═══ EXCERPTED TEXT ═══

The overall structure of the tag set defined by this chapter is as follows:

<!-- 18.: Transcription of Primary Sources-->
<!--
 ** Copyright 2004 TEI Consortium.
 ** See the main DTD fragment 'tei2.dtd' or the file 'COPYING' for the
 ** complete copyright notice.
-->
[declarations from 18.1.4: Added and Deleted Spans inserted here ] 
[declarations from 18.1.6: Cancelled Deletions inserted here ]
[declarations from 18.1.7: Supplied Text inserted here ]
[declarations from 18.2.1: Hand Shifts inserted here ]
[declarations from 18.2.3: Damage and Illegiblity inserted here ] 
[declarations from 18.2.5: Spaces in the source inserted here ]
[declarations from 18.3: Headers and footers inserted here ]
<!-- end of 18.-->

This tag set modifies the element class edit by declaring two extra attributes for members of the class:

<!-- 18.: Attributes for Transcription of Primary Sources-->
<!--
 ** Copyright 2004 TEI Consortium.
 ** See the main DTD fragment 'tei2.dtd' or the file 'COPYING' for the
 ** complete copyright notice.
-->
<!ENTITY % a.edit '
      resp IDREF %INHERITED;
      cert CDATA #IMPLIED'> 
<!-- end of 18.-->

18.1 Altered, Corrected, and Erroneous Texts

In the detailed transcription of any source, it may prove necessary to record various types of actual or potential alteration of the text: expansion of abbreviations, correction of the text (by the author, by a scribe, by a later hand, by previous editors or scholars, or by the current editor or encoder), addition, deletion, or substitution of material, and the like. The sections below describe how such phenomena may be encoded using either elements defined in the core tag set (defined in chapter 6 Elements Available in All TEI Documents) or specialized elements available only when the additional tag set described in this chapter is available.

═══

CHALLENGE A: Lay out as a numbered list the lines of the records, from the line containing "(format x=900, y=532)" up to and including the final line of the records, leaving out any blank lines.
The records that follow are unrelated to the TEI excerpt.

═══ SOURCE DATA ═══

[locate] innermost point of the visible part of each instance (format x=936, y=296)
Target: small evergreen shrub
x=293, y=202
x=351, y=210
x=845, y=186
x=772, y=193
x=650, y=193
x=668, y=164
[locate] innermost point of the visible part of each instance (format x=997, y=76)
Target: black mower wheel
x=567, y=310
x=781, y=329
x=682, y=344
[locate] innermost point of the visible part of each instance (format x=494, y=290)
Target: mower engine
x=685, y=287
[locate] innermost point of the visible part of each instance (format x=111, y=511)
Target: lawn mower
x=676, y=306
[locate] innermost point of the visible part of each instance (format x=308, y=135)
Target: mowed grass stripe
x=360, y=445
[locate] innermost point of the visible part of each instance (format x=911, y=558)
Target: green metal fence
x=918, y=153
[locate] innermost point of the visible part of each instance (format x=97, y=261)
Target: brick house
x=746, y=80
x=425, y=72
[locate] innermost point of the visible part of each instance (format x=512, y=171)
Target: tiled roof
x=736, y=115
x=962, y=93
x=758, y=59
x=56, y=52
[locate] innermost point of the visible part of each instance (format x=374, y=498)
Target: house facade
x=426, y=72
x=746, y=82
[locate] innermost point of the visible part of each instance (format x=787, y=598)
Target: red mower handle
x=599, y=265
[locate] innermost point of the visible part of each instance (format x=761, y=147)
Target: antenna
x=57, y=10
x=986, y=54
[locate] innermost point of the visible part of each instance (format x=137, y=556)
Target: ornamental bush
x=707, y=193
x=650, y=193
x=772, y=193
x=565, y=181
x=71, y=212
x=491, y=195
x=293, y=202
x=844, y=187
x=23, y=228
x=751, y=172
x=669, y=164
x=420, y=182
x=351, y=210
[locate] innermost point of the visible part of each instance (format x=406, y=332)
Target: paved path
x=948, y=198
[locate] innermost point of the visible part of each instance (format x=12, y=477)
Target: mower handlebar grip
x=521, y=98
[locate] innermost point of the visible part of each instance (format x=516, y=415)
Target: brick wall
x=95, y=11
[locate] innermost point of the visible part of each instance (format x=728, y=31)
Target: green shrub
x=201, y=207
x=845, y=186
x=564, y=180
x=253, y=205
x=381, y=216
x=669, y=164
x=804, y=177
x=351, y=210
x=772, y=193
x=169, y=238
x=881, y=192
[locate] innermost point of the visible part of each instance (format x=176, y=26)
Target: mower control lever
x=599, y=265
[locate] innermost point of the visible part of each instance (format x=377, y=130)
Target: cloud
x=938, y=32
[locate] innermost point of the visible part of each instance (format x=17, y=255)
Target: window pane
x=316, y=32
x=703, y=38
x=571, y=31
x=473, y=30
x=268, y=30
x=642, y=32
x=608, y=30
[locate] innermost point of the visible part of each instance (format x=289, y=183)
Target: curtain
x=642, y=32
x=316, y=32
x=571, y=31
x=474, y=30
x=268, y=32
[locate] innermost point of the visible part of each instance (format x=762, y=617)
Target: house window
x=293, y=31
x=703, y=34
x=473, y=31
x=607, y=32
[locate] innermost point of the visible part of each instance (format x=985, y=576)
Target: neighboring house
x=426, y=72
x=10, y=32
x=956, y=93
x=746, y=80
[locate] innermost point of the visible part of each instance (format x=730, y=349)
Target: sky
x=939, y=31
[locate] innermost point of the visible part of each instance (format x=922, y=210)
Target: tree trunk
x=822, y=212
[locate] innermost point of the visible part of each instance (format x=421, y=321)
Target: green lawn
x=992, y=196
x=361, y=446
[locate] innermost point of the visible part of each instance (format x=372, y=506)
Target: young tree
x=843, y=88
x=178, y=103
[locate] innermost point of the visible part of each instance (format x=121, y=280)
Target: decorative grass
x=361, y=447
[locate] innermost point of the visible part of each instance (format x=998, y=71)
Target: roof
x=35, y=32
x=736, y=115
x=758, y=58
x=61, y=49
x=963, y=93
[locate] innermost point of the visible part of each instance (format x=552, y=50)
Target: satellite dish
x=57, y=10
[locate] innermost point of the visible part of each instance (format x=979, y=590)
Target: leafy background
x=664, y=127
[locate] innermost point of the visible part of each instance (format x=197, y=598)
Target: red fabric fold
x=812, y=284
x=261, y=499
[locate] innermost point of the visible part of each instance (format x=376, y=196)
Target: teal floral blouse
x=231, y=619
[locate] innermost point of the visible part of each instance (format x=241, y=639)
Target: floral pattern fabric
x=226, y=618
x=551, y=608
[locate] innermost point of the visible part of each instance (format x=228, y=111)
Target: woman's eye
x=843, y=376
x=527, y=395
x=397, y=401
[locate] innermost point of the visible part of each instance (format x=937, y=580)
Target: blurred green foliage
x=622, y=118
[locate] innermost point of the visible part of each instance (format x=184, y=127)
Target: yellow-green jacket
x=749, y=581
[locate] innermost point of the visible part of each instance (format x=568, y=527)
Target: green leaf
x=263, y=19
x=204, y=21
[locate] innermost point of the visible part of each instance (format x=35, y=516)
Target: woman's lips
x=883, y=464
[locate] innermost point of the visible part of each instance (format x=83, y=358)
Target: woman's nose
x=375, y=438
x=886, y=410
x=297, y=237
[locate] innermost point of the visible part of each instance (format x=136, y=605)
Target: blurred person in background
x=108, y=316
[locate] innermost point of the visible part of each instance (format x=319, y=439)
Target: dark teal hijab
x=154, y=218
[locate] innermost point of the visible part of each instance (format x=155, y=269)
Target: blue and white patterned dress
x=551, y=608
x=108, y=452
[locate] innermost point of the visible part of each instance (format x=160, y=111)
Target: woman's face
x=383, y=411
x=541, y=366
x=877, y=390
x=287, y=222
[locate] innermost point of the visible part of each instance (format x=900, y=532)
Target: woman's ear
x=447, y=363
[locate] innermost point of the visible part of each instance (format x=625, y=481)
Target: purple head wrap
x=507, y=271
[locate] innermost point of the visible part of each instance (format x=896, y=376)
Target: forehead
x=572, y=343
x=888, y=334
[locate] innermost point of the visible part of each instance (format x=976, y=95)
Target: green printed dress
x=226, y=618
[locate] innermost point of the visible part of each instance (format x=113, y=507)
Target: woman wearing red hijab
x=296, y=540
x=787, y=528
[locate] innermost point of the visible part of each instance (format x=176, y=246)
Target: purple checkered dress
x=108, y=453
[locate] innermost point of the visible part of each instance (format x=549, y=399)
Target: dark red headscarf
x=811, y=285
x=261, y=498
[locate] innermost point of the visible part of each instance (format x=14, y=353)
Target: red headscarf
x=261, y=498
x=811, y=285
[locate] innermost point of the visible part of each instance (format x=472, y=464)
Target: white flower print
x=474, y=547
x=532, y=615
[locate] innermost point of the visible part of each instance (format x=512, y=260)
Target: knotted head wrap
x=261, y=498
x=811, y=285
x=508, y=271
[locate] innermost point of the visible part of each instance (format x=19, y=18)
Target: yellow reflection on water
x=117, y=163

═══

CHALLENGE B: Output the TEI excerpt word for word, from "In the detailed" up to and including "chapter is available.".

TASK RESULT A:
1. [locate] innermost point of the visible part of each instance (format x=900, y=532)
2. Target: woman's ear
3. x=447, y=363
4. [locate] innermost point of the visible part of each instance (format x=625, y=481)
5. Target: purple head wrap
6. x=507, y=271
7. [locate] innermost point of the visible part of each instance (format x=896, y=376)
8. Target: forehead
9. x=572, y=343
10. x=888, y=334
11. [locate] innermost point of the visible part of each instance (format x=976, y=95)
12. Target: green printed dress
13. x=226, y=618
14. [locate] innermost point of the visible part of each instance (format x=113, y=507)
15. Target: woman wearing red hijab
16. x=296, y=540
17. x=787, y=528
18. [locate] innermost point of the visible part of each instance (format x=176, y=246)
19. Target: purple checkered dress
20. x=108, y=453
21. [locate] innermost point of the visible part of each instance (format x=549, y=399)
22. Target: dark red headscarf
23. x=811, y=285
24. x=261, y=498
25. [locate] innermost point of the visible part of each instance (format x=14, y=353)
26. Target: red headscarf
27. x=261, y=498
28. x=811, y=285
29. [locate] innermost point of the visible part of each instance (format x=472, y=464)
30. Target: white flower print
31. x=474, y=547
32. x=532, y=615
33. [locate] innermost point of the visible part of each instance (format x=512, y=260)
34. Target: knotted head wrap
35. x=261, y=498
36. x=811, y=285
37. x=508, y=271
38. [locate] innermost point of the visible part of each instance (format x=19, y=18)
39. Target: yellow reflection on water
40. x=117, y=163

TASK RESULT B:
In the detailed transcription of any source, it may prove necessary to record various types of actual or potential alteration of the text: expansion of abbreviations, correction of the text (by the author, by a scribe, by a later hand, by previous editors or scholars, or by the current editor or encoder), addition, deletion, or substitution of material, and the like. The sections below describe how such phenomena may be encoded using either elements defined in the core tag set (defined in chapter 6 Elements Available in All TEI Documents) or specialized elements available only when the additional tag set described in this chapter is available.